(Pointing records)
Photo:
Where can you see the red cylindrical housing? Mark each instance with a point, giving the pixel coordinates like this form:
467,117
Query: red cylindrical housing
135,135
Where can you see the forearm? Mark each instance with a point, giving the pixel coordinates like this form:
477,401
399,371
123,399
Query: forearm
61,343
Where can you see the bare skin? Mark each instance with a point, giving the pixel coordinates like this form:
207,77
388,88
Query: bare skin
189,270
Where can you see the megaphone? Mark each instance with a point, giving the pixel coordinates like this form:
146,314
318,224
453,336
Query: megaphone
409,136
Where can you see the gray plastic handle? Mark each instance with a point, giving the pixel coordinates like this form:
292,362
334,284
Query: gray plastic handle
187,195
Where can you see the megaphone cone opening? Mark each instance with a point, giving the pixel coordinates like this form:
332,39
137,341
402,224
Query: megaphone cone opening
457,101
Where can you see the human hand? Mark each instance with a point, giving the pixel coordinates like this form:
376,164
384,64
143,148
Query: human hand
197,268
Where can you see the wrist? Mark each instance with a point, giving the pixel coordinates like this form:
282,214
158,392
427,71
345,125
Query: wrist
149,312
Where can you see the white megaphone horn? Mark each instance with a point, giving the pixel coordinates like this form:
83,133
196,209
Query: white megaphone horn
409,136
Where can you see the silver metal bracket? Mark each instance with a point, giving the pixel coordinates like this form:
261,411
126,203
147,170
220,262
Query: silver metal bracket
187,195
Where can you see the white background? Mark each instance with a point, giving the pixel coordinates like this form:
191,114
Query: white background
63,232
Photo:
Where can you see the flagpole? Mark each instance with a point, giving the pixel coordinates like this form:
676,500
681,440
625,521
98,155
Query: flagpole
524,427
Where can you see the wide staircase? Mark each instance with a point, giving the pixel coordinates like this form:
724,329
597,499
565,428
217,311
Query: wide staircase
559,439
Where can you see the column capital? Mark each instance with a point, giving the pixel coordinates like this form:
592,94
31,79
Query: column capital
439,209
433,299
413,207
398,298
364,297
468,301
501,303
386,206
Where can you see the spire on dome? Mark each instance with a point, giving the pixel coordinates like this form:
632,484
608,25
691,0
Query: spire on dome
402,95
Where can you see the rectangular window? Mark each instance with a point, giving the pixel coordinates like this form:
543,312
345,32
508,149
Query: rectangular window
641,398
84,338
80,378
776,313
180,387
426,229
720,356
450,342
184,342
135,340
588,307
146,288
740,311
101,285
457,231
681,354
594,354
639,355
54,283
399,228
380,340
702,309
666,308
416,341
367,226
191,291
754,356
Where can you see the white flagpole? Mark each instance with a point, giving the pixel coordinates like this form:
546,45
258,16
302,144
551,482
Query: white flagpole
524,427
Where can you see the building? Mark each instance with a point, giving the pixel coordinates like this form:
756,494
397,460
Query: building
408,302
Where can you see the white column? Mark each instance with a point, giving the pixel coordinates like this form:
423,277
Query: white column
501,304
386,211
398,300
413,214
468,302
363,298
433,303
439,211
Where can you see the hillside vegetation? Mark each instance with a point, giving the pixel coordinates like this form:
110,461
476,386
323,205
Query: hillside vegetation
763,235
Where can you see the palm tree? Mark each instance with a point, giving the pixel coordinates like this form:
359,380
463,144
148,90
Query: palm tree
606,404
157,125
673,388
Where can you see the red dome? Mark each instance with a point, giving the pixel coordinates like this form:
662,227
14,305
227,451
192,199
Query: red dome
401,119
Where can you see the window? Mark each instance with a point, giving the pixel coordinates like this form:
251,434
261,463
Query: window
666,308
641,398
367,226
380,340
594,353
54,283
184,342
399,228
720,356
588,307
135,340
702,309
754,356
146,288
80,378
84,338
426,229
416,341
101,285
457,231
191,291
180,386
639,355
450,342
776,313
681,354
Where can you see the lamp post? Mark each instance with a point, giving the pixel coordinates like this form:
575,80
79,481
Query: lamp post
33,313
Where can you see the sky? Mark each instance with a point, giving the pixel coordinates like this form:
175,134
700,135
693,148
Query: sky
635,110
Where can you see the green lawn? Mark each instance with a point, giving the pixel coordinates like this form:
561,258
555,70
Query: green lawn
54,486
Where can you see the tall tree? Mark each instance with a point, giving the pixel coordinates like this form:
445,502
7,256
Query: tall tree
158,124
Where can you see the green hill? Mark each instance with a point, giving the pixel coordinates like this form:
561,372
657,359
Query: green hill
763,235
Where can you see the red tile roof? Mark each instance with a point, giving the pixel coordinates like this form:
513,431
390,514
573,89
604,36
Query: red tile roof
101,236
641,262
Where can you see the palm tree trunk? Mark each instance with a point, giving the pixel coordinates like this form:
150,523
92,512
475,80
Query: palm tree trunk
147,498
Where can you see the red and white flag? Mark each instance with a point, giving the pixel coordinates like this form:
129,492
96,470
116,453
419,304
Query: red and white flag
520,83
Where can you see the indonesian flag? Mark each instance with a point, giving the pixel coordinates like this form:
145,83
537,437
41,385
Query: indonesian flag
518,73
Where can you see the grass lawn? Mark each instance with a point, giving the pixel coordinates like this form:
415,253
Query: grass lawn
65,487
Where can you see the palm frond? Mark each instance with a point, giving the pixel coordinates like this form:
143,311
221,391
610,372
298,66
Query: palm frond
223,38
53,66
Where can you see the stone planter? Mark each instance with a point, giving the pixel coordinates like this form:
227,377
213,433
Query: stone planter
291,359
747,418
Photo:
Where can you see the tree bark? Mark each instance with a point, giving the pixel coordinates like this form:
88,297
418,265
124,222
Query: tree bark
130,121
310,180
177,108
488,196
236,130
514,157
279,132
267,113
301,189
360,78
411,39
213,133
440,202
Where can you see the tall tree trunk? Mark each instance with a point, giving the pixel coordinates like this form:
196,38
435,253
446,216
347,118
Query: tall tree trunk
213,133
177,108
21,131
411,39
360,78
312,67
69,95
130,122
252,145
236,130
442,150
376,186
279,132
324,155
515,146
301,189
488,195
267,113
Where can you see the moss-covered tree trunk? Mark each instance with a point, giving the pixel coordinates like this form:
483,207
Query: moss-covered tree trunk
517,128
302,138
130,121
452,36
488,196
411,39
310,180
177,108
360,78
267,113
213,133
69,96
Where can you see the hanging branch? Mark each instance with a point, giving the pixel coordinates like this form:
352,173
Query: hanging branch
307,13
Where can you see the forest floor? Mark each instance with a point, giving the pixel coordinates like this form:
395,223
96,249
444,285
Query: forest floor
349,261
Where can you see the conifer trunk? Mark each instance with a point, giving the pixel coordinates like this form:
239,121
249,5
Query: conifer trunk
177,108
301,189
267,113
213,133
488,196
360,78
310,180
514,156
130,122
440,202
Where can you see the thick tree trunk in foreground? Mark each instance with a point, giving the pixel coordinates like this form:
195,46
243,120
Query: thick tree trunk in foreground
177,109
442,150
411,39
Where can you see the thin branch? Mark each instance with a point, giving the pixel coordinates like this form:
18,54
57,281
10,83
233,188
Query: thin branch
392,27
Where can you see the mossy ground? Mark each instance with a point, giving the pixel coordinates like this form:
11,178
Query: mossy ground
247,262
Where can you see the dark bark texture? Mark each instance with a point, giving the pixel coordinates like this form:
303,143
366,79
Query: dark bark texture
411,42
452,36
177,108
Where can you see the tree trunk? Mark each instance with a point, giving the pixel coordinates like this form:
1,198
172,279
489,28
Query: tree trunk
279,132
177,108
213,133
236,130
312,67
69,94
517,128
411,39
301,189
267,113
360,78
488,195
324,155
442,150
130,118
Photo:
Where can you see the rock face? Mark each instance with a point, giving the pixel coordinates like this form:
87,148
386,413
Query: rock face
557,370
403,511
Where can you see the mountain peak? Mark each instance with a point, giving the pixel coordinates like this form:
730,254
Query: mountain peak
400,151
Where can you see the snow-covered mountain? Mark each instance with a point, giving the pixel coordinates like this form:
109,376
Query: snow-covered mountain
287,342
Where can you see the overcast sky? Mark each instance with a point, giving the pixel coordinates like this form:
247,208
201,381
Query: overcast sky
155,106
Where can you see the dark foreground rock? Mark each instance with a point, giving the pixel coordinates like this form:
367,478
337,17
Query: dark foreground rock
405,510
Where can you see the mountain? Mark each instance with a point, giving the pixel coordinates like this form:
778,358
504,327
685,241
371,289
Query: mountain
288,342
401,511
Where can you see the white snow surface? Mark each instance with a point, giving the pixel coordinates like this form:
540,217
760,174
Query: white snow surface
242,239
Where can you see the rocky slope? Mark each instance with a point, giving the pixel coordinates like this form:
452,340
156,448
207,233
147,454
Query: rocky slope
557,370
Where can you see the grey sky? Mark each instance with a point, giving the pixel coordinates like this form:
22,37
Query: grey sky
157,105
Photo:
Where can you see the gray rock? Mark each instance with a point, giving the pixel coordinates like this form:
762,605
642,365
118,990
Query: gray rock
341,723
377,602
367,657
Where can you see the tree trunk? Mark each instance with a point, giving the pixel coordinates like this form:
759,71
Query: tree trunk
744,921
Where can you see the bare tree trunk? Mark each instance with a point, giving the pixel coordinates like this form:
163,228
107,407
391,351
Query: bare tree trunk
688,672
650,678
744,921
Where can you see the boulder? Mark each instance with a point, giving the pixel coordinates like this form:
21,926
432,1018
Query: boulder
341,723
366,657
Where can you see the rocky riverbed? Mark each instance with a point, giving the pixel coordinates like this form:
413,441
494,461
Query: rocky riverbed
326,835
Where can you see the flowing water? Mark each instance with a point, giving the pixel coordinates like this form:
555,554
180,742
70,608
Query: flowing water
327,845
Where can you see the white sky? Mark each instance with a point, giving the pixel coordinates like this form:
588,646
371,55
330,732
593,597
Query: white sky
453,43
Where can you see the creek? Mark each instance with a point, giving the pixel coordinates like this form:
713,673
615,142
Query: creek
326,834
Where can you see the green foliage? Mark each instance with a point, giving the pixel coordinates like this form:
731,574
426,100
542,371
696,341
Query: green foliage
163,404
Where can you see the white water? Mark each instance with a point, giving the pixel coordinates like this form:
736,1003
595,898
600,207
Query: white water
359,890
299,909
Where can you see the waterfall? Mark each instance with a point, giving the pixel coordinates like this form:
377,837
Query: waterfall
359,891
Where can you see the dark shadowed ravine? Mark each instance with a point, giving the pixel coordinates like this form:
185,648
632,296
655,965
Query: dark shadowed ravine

▶ [GIVEN PROBLEM] Quote exactly what appears from the line containing "Where can you see the flowing" through the final line of the listing above, including both of those lines.

▶ [FINISHED EXERCISE]
Where can you see the flowing water? Mark each instance with a point, giving the pixel coordinates like this form:
555,554
180,742
70,608
Query: flowing water
327,845
Where can you see the white sky? Mark each instance with a point, giving the pixel coordinates like this form:
588,646
371,55
330,732
593,597
Query: white sky
453,43
Where can you see the creek? Mark each instance with a point, giving the pixel coordinates like this form:
713,673
615,142
Query: creek
326,834
Where can you see the green foliage? Mark each instance with a point, giving the pixel coordinates like this form:
731,574
426,100
542,371
696,341
Query: green foliage
163,404
Where can you see the white water? Mark each instance with a point, giving the pixel coordinates like this form:
736,1003
595,898
600,207
Query: white water
359,890
299,909
Where can you see the waterfall? Mark each instance with a point, giving the pixel coordinates like this form:
377,837
Query: waterfall
359,891
Where can you see the dark shadowed ravine? Mark each instance with a point, giving the pixel coordinates like this form:
185,648
632,296
655,965
Query: dark shadowed ravine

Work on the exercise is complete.